Top of Source data

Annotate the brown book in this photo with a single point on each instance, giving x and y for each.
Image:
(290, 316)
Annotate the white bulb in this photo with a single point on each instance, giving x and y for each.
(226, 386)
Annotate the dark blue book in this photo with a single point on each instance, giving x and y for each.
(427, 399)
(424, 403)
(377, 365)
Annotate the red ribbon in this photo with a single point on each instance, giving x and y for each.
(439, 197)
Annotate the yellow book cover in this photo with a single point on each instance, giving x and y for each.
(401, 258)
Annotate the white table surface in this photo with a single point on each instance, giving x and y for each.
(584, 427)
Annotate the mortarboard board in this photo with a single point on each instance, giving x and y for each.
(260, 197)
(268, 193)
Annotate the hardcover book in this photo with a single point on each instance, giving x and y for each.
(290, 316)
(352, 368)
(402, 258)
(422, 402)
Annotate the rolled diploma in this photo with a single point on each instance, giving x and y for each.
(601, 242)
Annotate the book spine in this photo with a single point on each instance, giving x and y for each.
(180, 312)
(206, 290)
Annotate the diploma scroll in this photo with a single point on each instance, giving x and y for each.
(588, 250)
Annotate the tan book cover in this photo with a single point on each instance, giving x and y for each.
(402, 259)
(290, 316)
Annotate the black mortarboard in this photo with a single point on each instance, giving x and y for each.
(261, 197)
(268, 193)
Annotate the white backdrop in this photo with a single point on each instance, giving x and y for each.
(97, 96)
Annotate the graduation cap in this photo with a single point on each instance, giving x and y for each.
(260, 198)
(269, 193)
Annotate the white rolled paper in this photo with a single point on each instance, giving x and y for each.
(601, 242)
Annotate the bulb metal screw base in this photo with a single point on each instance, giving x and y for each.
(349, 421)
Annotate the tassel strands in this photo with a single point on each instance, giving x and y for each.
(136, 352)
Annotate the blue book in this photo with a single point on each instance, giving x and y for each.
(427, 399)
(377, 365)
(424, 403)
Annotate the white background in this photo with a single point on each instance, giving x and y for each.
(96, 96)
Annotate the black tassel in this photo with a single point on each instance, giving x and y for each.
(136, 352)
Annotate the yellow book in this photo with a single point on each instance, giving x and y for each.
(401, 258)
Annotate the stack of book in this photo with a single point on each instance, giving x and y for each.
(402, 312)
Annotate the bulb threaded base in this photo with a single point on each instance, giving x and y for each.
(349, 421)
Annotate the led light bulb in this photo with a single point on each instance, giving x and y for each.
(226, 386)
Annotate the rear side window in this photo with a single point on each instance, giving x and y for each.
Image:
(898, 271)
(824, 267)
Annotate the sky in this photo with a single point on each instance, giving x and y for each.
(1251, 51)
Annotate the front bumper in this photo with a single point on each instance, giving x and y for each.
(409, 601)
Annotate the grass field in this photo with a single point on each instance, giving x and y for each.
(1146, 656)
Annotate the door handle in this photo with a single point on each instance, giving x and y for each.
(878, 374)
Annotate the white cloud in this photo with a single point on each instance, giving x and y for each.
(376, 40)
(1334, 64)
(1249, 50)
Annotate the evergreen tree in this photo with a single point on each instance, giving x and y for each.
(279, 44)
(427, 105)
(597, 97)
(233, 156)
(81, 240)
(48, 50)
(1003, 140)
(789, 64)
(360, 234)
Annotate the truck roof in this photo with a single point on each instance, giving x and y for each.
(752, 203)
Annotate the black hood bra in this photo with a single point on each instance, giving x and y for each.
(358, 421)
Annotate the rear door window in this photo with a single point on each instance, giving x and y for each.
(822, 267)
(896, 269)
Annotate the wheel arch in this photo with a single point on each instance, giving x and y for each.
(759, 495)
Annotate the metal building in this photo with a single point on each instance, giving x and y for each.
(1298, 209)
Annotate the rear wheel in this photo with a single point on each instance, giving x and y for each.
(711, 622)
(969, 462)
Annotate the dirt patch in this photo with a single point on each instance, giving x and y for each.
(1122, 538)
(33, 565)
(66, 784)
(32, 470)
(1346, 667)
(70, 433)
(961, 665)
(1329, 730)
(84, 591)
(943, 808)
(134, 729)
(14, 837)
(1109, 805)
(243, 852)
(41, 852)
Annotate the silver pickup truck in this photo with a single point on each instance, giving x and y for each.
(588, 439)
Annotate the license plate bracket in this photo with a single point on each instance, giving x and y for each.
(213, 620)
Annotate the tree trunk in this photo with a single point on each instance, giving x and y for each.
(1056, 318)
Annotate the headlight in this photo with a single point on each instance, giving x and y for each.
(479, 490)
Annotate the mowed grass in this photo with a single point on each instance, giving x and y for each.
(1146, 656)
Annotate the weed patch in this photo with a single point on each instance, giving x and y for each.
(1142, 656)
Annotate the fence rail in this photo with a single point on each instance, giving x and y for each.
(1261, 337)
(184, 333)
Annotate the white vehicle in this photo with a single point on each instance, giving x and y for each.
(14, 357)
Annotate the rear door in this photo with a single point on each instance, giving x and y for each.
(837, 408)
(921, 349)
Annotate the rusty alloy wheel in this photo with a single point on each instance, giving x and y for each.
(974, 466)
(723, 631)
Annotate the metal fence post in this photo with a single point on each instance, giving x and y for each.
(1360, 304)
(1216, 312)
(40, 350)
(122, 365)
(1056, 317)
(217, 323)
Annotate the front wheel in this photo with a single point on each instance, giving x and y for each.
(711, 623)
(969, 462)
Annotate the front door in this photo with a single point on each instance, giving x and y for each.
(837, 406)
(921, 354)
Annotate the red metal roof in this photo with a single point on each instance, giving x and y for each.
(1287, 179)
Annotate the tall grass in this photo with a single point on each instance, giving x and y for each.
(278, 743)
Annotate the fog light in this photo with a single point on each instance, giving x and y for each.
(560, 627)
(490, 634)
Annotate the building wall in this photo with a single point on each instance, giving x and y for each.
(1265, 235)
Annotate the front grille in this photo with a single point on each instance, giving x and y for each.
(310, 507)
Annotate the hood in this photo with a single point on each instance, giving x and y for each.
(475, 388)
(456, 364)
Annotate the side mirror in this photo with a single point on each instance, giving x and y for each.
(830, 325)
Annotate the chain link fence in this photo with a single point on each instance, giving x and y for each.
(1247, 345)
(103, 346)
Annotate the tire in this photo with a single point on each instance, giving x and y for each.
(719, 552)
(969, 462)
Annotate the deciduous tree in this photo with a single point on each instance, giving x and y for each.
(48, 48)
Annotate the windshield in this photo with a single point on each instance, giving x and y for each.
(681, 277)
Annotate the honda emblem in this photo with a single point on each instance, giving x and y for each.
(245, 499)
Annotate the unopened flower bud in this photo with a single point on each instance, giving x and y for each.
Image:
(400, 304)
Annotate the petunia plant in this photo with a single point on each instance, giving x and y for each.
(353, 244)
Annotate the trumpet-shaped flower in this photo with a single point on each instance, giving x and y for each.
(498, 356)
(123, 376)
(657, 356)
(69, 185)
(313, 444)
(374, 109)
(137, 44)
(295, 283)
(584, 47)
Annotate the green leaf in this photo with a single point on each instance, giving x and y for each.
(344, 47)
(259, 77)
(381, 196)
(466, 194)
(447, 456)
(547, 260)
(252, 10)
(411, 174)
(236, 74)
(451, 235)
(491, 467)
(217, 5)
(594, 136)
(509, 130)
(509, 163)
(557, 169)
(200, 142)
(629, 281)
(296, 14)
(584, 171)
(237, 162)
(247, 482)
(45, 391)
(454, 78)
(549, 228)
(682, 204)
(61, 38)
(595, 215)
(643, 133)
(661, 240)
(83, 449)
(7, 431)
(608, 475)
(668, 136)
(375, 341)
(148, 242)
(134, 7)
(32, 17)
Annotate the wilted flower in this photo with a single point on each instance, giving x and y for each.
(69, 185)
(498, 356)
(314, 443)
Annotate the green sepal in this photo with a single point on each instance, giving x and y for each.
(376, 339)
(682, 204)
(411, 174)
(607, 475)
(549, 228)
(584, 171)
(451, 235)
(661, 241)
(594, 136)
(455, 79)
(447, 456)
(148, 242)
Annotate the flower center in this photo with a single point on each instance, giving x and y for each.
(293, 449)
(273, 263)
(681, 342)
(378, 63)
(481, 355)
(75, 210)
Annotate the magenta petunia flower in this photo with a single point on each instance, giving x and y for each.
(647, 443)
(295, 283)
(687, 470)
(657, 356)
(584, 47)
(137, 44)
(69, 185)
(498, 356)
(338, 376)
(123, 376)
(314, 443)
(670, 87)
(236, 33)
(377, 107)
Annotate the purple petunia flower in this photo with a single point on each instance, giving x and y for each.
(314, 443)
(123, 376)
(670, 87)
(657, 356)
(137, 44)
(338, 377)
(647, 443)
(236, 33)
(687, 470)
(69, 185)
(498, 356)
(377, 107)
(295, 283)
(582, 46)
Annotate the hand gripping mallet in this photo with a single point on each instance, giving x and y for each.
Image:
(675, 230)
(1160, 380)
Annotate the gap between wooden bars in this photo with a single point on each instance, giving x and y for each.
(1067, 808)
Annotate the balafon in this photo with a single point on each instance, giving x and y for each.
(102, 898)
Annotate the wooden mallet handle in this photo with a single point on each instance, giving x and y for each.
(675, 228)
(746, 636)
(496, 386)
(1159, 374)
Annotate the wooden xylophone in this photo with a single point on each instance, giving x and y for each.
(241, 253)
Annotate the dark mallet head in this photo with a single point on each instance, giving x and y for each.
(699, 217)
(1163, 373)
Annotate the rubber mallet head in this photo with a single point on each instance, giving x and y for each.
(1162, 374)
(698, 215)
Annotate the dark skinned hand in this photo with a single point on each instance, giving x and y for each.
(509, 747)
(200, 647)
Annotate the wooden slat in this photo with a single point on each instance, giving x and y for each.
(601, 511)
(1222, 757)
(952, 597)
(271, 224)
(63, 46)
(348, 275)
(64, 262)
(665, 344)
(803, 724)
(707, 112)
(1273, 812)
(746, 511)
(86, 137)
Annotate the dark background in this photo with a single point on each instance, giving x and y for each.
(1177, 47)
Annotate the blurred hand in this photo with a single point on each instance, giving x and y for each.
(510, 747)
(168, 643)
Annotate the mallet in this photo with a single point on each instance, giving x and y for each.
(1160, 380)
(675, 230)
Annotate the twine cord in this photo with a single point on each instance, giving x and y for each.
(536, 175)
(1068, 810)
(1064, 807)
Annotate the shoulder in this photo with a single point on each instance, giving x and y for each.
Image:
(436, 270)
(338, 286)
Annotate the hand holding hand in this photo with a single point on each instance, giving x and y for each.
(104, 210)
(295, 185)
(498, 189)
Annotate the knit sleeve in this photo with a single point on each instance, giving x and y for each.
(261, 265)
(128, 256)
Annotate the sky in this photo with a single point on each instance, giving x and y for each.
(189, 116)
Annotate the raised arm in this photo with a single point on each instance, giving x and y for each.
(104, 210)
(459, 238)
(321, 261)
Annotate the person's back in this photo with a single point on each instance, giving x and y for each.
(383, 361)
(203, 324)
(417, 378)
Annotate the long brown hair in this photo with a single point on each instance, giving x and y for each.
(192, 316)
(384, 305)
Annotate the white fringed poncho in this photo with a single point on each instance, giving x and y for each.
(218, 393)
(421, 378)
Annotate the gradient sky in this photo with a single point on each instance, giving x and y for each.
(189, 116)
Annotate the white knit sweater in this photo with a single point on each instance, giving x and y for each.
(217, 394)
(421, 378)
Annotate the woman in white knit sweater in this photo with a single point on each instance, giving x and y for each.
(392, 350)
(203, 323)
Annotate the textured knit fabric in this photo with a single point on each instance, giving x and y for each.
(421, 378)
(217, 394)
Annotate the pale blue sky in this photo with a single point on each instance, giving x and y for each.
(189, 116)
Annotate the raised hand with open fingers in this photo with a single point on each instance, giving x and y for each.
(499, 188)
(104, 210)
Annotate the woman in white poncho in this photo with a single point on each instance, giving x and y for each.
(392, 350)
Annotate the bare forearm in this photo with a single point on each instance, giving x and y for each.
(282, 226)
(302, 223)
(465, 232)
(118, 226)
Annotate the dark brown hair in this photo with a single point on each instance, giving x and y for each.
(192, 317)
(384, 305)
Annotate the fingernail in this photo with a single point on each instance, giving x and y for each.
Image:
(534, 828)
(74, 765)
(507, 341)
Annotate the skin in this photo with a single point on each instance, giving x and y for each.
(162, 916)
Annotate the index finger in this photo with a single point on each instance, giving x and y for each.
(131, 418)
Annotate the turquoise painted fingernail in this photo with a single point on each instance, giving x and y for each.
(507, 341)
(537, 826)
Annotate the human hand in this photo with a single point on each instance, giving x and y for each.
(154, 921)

Bottom of Source data

◆ What to produce ◆
Every line from the one containing "Annotate the skin" through the last line above should be retyped exactly; no other lines are wanted.

◆ Result of the exercise ◆
Annotate the skin in this photo with a single point on each instance, giving x and y for each.
(162, 916)
Annotate the index finger in this photo with a single point on each instance, giving x and y for each.
(131, 418)
Annotate the turquoise painted fingernail in this photo with a single point on each instance, giving x and y for each.
(507, 341)
(537, 826)
Annotate the human hand in this photo with a single point on each instance, giving x and y for each.
(154, 921)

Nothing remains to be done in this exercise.